● **TASK REQUIREMENTS**:
a: In the forum thread, where does the rule the writer has seen say to put the period when a sentence ends with a quotation mark?
b: Pick out every line of the rows that contains the word "woman", treating uppercase and lowercase letters as different.

● **TEXT**:

I think they tried to change that rule but I'm not sure if it took a hold or not.

In the case of James or Jones, there may be some flexibility depending on how you pronounce it.

I would think that if you pronounce either as two syllable words, you would add the "s" in addition to the apostrophe. Where you don't add a syllable to emphasize the possessive, you'd simply add and apostrophe to words ending in "s".

In either case, it would be possessive though you do bring up what may be an incredibly unlikely event where there is some ambiguity. In such cases, one must rely on context. :thumbsup: 

BTW: One thing I've seen as a rule is that when one ends a sentence as I did above, one is supposed to put the period before the final quotation mark. However, in today's computer monitor world, it just doesn't look right to me and I've very rarely seen it done on purpose. It probably works better when handwriting something.


----------



## StarshipClass (Aug 13, 2003)

marcal said:


> Not a Turk either...
> 
> As Pau Casals said in the UNO headquaters in 1977: "I am a Catalan". I was born in Barcelona, Catalunya.


What a *cat*astrophe! Jeff beat me to the punch with the obscure _ST:TAS_ reference! 

He must have a *cat*alog of such information!

● **EXTRACTED MATERIAL**:
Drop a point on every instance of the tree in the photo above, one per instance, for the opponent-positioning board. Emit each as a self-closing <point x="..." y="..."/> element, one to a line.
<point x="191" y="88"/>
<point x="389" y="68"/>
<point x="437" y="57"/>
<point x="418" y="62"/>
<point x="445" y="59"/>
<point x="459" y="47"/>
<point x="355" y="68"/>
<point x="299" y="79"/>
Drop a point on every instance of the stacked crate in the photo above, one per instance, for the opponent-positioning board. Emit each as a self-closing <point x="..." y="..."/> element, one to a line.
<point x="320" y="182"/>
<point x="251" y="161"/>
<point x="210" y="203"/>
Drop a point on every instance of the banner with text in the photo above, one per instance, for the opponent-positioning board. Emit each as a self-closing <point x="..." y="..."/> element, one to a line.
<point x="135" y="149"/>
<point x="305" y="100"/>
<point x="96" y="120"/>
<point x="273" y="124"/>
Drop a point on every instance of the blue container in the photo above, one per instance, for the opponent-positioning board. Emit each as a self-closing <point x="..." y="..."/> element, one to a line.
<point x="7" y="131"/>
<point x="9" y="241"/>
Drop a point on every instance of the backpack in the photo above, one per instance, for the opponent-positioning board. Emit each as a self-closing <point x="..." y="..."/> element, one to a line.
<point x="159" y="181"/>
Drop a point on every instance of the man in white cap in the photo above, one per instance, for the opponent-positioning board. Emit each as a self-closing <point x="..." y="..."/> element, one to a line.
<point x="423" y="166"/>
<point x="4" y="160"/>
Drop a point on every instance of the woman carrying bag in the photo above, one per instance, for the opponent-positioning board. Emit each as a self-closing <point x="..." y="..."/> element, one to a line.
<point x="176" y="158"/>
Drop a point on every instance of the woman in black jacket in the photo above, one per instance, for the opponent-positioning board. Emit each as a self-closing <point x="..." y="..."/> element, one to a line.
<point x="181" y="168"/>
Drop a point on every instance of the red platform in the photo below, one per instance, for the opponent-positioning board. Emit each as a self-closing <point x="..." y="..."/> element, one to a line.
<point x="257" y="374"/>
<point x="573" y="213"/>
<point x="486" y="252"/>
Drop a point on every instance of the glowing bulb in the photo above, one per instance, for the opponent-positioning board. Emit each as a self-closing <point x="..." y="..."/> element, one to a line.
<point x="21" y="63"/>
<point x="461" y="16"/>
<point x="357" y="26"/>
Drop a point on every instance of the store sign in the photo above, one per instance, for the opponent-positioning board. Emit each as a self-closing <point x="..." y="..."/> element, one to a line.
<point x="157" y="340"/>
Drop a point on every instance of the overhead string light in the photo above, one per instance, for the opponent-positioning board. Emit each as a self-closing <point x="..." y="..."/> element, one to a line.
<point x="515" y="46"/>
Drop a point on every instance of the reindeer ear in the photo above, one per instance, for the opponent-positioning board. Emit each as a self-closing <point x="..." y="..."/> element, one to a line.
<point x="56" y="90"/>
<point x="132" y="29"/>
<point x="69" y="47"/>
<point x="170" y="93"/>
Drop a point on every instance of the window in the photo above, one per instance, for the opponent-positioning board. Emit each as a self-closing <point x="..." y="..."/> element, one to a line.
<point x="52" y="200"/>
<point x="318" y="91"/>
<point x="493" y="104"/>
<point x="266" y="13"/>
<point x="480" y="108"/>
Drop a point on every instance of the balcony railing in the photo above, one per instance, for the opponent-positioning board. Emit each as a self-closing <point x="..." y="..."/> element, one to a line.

● **RESULTS FOR THE EXERCISE**:
a: Before the final quotation mark.

b:
Drop a point on every instance of the woman carrying bag in the photo above, one per instance, for the opponent-positioning board. Emit each as a self-closing <point x="..." y="..."/> element, one to a line.
Drop a point on every instance of the woman in black jacket in the photo above, one per instance, for the opponent-positioning board. Emit each as a self-closing <point x="..." y="..."/> element, one to a line.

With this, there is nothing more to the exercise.